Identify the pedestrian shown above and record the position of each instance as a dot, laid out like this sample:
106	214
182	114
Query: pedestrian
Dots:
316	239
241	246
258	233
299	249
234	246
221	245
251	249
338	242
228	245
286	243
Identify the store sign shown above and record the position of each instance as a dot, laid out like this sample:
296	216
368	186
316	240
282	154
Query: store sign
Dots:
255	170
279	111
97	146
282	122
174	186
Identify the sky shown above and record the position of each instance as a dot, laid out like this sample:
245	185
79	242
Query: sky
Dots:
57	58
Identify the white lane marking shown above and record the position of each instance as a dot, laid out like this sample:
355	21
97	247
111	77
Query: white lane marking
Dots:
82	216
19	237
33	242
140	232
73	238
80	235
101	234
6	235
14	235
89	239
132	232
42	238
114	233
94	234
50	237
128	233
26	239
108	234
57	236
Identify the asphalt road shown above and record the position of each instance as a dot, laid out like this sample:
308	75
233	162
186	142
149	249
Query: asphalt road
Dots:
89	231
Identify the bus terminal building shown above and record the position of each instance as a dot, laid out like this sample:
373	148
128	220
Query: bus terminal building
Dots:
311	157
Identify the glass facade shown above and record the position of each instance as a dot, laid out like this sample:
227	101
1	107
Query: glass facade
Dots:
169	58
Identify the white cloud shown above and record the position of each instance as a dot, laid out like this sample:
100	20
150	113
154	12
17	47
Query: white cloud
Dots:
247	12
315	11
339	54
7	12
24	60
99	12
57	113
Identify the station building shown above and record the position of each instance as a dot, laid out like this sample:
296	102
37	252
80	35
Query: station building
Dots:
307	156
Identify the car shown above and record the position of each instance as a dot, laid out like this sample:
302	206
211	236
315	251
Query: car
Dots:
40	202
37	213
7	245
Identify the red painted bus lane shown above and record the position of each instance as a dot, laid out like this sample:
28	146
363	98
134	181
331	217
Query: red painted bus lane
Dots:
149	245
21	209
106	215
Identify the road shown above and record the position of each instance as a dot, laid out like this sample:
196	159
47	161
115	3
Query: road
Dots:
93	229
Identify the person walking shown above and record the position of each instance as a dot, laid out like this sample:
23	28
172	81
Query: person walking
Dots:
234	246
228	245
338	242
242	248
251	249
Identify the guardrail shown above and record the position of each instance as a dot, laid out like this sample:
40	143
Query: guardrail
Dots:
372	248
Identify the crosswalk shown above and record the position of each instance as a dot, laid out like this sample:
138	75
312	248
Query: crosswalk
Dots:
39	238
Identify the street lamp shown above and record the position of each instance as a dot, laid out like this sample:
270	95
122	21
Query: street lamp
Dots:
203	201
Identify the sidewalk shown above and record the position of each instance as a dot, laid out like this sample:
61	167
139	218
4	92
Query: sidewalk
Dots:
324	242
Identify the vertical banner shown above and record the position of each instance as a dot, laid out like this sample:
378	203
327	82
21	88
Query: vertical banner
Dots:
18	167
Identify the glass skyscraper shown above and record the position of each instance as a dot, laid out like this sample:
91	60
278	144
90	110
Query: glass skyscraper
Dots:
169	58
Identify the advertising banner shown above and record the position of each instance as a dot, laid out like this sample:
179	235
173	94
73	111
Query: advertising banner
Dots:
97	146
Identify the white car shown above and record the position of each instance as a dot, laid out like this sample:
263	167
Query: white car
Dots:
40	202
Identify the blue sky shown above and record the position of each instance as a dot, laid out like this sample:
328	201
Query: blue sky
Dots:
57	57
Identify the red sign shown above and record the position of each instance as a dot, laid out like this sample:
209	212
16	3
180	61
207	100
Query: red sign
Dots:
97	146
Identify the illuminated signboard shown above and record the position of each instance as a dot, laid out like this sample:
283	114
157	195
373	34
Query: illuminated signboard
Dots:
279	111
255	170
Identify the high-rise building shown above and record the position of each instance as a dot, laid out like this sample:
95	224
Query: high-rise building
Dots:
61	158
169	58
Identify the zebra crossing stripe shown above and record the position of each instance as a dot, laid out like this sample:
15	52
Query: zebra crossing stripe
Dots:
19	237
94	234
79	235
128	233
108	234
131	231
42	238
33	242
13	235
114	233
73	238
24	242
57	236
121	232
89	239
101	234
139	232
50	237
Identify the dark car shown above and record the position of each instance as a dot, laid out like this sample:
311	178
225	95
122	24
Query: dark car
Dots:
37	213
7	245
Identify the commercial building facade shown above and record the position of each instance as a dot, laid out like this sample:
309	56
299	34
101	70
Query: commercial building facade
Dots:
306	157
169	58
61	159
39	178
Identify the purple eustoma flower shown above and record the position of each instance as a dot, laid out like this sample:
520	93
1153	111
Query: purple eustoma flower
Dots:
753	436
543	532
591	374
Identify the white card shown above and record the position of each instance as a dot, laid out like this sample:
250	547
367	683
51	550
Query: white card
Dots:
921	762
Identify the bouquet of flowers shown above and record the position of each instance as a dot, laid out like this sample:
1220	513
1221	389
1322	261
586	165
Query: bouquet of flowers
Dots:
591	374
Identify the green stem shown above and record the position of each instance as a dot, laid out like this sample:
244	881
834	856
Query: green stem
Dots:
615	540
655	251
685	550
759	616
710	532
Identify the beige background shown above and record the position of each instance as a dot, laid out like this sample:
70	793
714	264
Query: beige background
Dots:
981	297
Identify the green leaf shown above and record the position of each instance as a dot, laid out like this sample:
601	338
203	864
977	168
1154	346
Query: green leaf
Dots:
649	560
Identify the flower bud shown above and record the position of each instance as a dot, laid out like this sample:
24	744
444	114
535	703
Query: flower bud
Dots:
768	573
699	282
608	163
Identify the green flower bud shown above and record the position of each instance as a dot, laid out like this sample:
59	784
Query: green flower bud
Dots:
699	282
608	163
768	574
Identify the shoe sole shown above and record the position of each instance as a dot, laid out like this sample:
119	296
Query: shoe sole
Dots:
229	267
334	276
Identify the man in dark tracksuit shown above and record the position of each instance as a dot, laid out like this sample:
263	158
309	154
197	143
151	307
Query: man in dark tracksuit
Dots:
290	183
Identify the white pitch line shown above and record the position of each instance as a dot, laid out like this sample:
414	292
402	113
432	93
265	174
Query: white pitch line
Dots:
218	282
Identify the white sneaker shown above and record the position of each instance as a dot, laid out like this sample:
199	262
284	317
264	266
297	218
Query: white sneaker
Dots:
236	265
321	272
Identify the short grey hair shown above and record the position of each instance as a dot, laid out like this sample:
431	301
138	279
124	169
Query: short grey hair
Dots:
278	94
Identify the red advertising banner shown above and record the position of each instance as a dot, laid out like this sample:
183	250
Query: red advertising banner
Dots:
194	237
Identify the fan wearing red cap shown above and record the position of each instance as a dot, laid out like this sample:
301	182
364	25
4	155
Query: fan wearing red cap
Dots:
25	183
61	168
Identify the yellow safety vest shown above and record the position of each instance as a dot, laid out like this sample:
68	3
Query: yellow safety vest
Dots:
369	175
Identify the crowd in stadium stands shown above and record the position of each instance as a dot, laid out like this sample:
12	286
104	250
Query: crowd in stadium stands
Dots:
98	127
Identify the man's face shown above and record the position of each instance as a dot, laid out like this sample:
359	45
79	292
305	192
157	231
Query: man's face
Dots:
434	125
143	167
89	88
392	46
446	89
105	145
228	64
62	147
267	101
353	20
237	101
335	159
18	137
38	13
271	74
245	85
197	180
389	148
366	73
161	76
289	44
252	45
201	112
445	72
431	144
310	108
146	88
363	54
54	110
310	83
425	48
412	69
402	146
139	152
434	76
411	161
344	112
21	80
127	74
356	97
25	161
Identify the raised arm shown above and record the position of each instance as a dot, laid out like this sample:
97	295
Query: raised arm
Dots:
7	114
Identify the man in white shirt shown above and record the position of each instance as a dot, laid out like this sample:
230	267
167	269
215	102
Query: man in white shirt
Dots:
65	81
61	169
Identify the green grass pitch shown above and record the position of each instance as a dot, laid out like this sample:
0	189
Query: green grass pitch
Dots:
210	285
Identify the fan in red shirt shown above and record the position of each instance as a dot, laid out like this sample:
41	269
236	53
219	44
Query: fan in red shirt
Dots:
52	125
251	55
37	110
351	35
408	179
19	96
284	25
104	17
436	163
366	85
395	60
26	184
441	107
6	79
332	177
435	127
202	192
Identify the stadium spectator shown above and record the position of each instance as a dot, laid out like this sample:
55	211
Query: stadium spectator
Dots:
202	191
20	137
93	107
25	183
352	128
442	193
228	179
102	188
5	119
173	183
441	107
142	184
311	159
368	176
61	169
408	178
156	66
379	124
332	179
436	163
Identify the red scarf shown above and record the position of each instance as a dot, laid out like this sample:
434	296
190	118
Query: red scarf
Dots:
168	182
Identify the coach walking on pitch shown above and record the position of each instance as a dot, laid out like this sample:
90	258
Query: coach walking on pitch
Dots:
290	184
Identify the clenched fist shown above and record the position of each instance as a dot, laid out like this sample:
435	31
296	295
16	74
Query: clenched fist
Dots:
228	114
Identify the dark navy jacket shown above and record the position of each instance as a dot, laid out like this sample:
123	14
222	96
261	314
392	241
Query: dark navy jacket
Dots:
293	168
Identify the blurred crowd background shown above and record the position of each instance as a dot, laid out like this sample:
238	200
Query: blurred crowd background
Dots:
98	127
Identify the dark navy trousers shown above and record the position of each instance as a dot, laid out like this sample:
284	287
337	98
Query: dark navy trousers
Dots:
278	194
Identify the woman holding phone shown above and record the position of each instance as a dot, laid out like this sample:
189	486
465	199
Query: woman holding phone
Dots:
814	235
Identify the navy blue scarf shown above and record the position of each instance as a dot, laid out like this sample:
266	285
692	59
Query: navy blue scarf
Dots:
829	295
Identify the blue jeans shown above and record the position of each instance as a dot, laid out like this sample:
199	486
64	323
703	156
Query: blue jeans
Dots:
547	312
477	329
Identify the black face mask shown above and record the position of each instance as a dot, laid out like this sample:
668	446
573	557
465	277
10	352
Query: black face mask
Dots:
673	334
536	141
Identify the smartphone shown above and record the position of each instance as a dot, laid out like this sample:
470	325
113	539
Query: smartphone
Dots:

== == ==

DIRECTIONS FOR THIS TASK →
Only the lines from the first line of the records through the one containing "Query: white cloud" should be reproduced, exactly, with both of them included.

OUTPUT FOR THIS TASK →
Identify the pedestrian shown above and record the position of each instance as a dot, laid out like this sample:
106	214
182	114
Query: pedestrian
Dots:
316	239
241	246
258	233
299	249
234	246
221	245
251	249
338	242
228	245
286	243
Identify the store sign shown above and record the position of each instance as a dot, laid out like this sample:
296	216
368	186
316	240
282	154
Query: store sign
Dots:
255	170
279	111
97	146
282	122
174	186
Identify the sky shown above and record the position of each instance as a dot, laid out like this sample:
245	185
79	242
Query: sky
Dots:
57	58
Identify the white lane marking shown above and record the position of each instance as a dot, laid out like this sample:
355	21
97	247
111	77
Query: white lane marking
Dots:
82	216
19	237
33	242
140	232
73	238
80	235
101	234
6	235
14	235
89	239
132	232
42	238
114	233
94	234
50	237
128	233
26	239
108	234
57	236
Identify the asphalt road shown above and record the position of each instance as a dot, laid out like this sample:
308	75
233	162
186	142
149	249
Query: asphalt road
Dots:
89	231
Identify the bus terminal building shown above and record the position of each instance as a dot, laid out like this sample:
373	148
128	220
Query: bus terminal building
Dots:
311	157
Identify the glass facade shown above and record the position of each instance as a dot, laid out like this sample:
227	101
1	107
Query: glass facade
Dots:
169	58
Identify the white cloud shown above and record the position of each instance as a dot, laid out like this sample:
100	20
150	113
154	12
17	47
Query: white cloud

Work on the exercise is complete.